--- Exercise description ---
Copy each line exactly.

--- The data ---
· · ·
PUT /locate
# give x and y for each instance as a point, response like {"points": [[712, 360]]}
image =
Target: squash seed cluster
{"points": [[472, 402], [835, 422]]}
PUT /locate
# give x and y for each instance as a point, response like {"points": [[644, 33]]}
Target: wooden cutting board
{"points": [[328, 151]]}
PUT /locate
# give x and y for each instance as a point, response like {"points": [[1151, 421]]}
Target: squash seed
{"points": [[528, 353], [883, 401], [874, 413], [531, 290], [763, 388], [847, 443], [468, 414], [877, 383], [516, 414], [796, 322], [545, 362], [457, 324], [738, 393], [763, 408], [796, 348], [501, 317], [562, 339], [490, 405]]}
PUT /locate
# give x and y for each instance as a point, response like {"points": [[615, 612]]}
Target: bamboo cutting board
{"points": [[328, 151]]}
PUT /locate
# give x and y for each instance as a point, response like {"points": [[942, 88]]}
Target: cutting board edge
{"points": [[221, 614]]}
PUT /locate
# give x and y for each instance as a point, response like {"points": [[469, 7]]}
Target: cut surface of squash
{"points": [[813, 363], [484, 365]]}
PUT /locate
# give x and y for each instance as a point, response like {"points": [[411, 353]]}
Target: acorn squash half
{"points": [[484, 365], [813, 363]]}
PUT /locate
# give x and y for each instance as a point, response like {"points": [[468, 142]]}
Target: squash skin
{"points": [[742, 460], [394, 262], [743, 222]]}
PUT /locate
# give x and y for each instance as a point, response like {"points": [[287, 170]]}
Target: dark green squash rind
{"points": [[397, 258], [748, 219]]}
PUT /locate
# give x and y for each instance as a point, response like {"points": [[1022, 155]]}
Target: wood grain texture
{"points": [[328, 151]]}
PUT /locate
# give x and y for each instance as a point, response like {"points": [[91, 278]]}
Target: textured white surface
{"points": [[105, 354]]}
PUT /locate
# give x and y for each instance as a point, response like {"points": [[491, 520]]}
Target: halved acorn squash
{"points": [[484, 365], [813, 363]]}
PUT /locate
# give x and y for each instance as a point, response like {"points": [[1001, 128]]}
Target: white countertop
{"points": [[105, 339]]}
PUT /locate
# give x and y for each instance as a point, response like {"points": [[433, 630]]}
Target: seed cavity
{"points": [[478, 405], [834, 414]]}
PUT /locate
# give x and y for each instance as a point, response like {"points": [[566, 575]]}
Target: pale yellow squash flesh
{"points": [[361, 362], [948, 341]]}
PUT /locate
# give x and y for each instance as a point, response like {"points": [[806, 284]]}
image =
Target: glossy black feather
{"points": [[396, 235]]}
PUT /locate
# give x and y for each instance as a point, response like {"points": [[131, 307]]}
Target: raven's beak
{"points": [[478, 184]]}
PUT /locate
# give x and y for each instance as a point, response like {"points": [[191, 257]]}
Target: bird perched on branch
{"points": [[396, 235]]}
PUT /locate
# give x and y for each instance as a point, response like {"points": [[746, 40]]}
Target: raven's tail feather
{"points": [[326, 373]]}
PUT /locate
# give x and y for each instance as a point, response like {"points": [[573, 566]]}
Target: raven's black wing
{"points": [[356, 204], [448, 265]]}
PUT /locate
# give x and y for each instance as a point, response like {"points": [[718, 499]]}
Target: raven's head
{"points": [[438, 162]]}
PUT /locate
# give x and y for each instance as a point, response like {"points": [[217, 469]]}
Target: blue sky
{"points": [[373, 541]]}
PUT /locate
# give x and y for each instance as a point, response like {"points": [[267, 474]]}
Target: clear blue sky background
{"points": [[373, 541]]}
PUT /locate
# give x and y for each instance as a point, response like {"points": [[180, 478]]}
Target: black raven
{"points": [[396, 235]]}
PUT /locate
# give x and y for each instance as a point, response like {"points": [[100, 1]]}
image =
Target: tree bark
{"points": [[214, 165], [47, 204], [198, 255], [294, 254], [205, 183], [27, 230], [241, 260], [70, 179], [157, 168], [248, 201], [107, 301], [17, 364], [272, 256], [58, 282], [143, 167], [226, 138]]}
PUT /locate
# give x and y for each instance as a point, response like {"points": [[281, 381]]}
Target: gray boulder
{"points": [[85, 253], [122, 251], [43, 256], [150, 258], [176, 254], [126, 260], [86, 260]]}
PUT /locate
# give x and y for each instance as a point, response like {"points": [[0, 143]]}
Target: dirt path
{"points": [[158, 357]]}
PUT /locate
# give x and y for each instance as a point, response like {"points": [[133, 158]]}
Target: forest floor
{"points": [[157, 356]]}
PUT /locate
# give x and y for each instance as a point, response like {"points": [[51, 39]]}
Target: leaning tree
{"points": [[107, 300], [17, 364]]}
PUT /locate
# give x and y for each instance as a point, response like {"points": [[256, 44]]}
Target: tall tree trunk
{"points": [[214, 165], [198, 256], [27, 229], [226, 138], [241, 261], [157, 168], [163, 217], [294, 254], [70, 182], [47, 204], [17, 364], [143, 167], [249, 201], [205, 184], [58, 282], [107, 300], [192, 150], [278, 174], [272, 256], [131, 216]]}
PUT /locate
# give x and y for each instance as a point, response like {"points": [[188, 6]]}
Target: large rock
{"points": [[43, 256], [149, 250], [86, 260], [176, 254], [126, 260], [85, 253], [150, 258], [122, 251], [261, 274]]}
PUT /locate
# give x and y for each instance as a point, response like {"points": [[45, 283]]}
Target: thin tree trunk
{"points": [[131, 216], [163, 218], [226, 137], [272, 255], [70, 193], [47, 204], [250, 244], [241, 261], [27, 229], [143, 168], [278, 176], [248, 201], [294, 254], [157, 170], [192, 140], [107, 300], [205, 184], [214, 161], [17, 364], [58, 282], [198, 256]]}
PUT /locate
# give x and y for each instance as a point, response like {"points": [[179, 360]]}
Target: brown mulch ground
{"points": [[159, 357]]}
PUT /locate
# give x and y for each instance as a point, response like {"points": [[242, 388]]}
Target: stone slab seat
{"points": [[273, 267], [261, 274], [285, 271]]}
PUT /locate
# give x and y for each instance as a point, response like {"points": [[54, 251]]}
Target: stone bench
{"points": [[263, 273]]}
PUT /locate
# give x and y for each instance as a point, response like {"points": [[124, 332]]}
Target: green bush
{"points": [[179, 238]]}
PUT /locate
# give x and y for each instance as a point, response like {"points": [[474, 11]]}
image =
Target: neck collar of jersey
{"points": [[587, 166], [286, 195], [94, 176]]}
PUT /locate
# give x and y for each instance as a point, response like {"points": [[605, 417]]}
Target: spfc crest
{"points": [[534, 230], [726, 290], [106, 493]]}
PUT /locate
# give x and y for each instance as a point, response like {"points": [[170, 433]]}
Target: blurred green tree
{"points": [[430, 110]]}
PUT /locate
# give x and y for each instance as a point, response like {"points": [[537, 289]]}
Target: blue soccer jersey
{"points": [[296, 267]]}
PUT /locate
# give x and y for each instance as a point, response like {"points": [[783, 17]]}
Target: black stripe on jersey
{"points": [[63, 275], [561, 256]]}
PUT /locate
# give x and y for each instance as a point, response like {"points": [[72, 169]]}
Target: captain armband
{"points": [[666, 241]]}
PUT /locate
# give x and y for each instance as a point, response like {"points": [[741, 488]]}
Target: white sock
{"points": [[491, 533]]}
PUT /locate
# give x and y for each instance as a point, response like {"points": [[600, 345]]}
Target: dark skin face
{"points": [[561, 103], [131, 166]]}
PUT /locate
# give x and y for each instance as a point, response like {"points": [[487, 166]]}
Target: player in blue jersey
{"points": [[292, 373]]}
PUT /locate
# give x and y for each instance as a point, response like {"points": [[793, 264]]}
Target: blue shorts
· · ·
--- Problem solution ---
PUT /locate
# give x and y for each instance as a point, response like {"points": [[712, 360]]}
image =
Target: squash seed cluster
{"points": [[472, 402], [835, 422]]}
PUT /locate
# give x and y for each instance as a point, response like {"points": [[644, 33]]}
Target: wooden cutting board
{"points": [[328, 151]]}
PUT /locate
# give x and y for each instance as a point, response like {"points": [[1151, 421]]}
Target: squash seed
{"points": [[528, 353], [883, 401], [874, 413], [531, 290], [763, 388], [847, 443], [468, 414], [877, 383], [516, 414], [796, 322], [545, 362], [457, 324], [738, 393], [763, 408], [796, 348], [501, 317], [562, 339], [490, 405]]}
PUT /locate
# give x and y for each instance as a point, response like {"points": [[615, 612]]}
Target: bamboo cutting board
{"points": [[328, 151]]}
PUT /locate
# give x and y for each instance as a point, response like {"points": [[942, 88]]}
Target: cutting board edge
{"points": [[221, 614]]}
PUT /locate
# give x and y for each instance as a point, response like {"points": [[469, 7]]}
Target: cut surface of squash
{"points": [[813, 363], [484, 365]]}
PUT /locate
# give x and y for each instance as a point, response like {"points": [[411, 353]]}
Target: acorn squash half
{"points": [[484, 365], [813, 363]]}
PUT /locate
# give x and y for each instance as a point, response like {"points": [[468, 142]]}
Target: squash skin
{"points": [[742, 460], [394, 262], [743, 222]]}
PUT /locate
# give x and y for each instance as a point, response like {"points": [[287, 170]]}
Target: dark green squash rind
{"points": [[397, 258], [748, 219]]}
PUT /locate
# give x and y for each instance as a point, response like {"points": [[1022, 155]]}
Target: wood grain texture
{"points": [[328, 151]]}
PUT /locate
# give x and y for each instance as a point, response like {"points": [[91, 278]]}
Target: textured white surface
{"points": [[105, 354]]}
PUT /locate
# give x and y for each instance as a point, response like {"points": [[491, 520]]}
Target: halved acorn squash
{"points": [[484, 365], [813, 363]]}
PUT /locate
# give x and y for each instance as a point, response like {"points": [[1001, 128]]}
Target: white countertop
{"points": [[105, 339]]}
PUT /locate
# give x and y for each instance as a point, response like {"points": [[433, 630]]}
Target: seed cavity
{"points": [[478, 405], [834, 414]]}
PUT /locate
# give x and y for each instance as a point, response like {"points": [[566, 575]]}
Target: pale yellow squash flesh
{"points": [[361, 362], [948, 341]]}
PUT /locate
# give x and y for each instance as a point, response like {"points": [[806, 284]]}
image =
Target: glossy black feather
{"points": [[396, 235]]}
PUT /locate
# give x and y for each instance as a point, response like {"points": [[131, 307]]}
Target: raven's beak
{"points": [[478, 184]]}
PUT /locate
# give x and y for each instance as a point, response like {"points": [[191, 257]]}
Target: bird perched on branch
{"points": [[396, 235]]}
PUT /locate
# give x and y for each instance as a point, response like {"points": [[746, 40]]}
Target: raven's tail feather
{"points": [[326, 373]]}
PUT /locate
# give x and y for each instance as a point, response like {"points": [[573, 566]]}
Target: raven's black wing
{"points": [[356, 204], [448, 265]]}
PUT /locate
# give x and y for each instance as a point, response like {"points": [[718, 499]]}
Target: raven's head
{"points": [[438, 162]]}
PUT /locate
# give x and y for each instance as a point, response like {"points": [[217, 469]]}
Target: blue sky
{"points": [[373, 541]]}
PUT /locate
# give x and y for each instance as a point, response like {"points": [[267, 474]]}
Target: clear blue sky background
{"points": [[373, 541]]}
PUT /locate
# give x and y for each instance as a point, response like {"points": [[180, 478]]}
Target: black raven
{"points": [[396, 235]]}
PUT /locate
# give x and y for each instance as a point, response like {"points": [[100, 1]]}
image =
Target: tree bark
{"points": [[214, 165], [47, 204], [198, 255], [294, 254], [205, 183], [27, 230], [241, 260], [70, 179], [157, 168], [248, 201], [107, 301], [17, 364], [272, 256], [58, 282], [143, 167], [226, 138]]}
PUT /locate
# give x and y for each instance as a point, response like {"points": [[281, 381]]}
Target: gray boulder
{"points": [[85, 253], [122, 251], [43, 256], [150, 258], [176, 254], [126, 260], [86, 260]]}
PUT /locate
# give x and y for each instance as a point, response like {"points": [[0, 143]]}
Target: dirt path
{"points": [[158, 357]]}
PUT /locate
# give x and y for each instance as a point, response like {"points": [[133, 158]]}
Target: forest floor
{"points": [[157, 356]]}
PUT /locate
# give x and y for each instance as a point, response like {"points": [[51, 39]]}
Target: leaning tree
{"points": [[107, 300], [17, 364]]}
PUT /locate
# give x and y for each instance as a point, response like {"points": [[256, 44]]}
Target: tall tree trunk
{"points": [[214, 165], [198, 256], [27, 229], [226, 138], [241, 261], [157, 168], [163, 217], [294, 254], [70, 182], [47, 204], [17, 364], [143, 167], [249, 201], [205, 184], [58, 282], [107, 300], [192, 150], [278, 174], [272, 256], [131, 216]]}
PUT /locate
# give x and y for each instance as a point, response like {"points": [[188, 6]]}
Target: large rock
{"points": [[43, 256], [149, 250], [86, 260], [176, 254], [126, 260], [85, 253], [150, 258], [122, 251], [261, 274]]}
PUT /locate
# give x and y for each instance as a point, response like {"points": [[45, 283]]}
Target: thin tree trunk
{"points": [[131, 216], [163, 218], [226, 137], [272, 255], [70, 193], [47, 204], [250, 244], [241, 261], [27, 229], [143, 168], [278, 176], [248, 201], [294, 254], [157, 170], [192, 140], [107, 300], [205, 184], [214, 161], [17, 364], [58, 282], [198, 256]]}
PUT /locate
# give x and y for each instance as a point, response like {"points": [[179, 360]]}
Target: brown mulch ground
{"points": [[159, 357]]}
PUT /locate
# give x and y for each instance as a point, response like {"points": [[242, 388]]}
Target: stone slab seat
{"points": [[273, 267], [261, 274], [285, 271]]}
PUT /locate
# give x and y for each instance as a point, response like {"points": [[54, 251]]}
Target: stone bench
{"points": [[263, 273]]}
PUT /locate
# give x and y for each instance as a point, response like {"points": [[124, 332]]}
Target: green bush
{"points": [[179, 238]]}
PUT /locate
# give x and y for each instance as a point, response like {"points": [[474, 11]]}
image =
Target: neck collar of jersey
{"points": [[587, 166], [286, 195], [94, 176]]}
PUT /locate
# give x and y for each instance as a point, response like {"points": [[605, 417]]}
Target: spfc crest
{"points": [[534, 230], [726, 290], [106, 493]]}
PUT /locate
# give x and y for each instance as a point, response like {"points": [[170, 433]]}
Target: blurred green tree
{"points": [[430, 110]]}
PUT /locate
# give x and y for each instance as a point, response like {"points": [[537, 289]]}
Target: blue soccer jersey
{"points": [[296, 267]]}
PUT /locate
# give x and y for each instance as a point, response like {"points": [[783, 17]]}
Target: black stripe on jersey
{"points": [[63, 275], [561, 256]]}
PUT /locate
# give x and y for each instance as a point, response like {"points": [[72, 169]]}
Target: captain armband
{"points": [[666, 241]]}
PUT /locate
# give x and y for each instance as a point, response like {"points": [[741, 488]]}
Target: white sock
{"points": [[491, 533]]}
PUT /locate
# give x and y for each instance as a point, response like {"points": [[600, 345]]}
Target: dark skin face
{"points": [[561, 103], [131, 166]]}
PUT /locate
# give x and y for each instance as a point, response like {"points": [[487, 166]]}
Target: player in blue jersey
{"points": [[292, 373]]}
PUT /locate
# give x and y for each instance as a point, response like {"points": [[793, 264]]}
Target: blue shorts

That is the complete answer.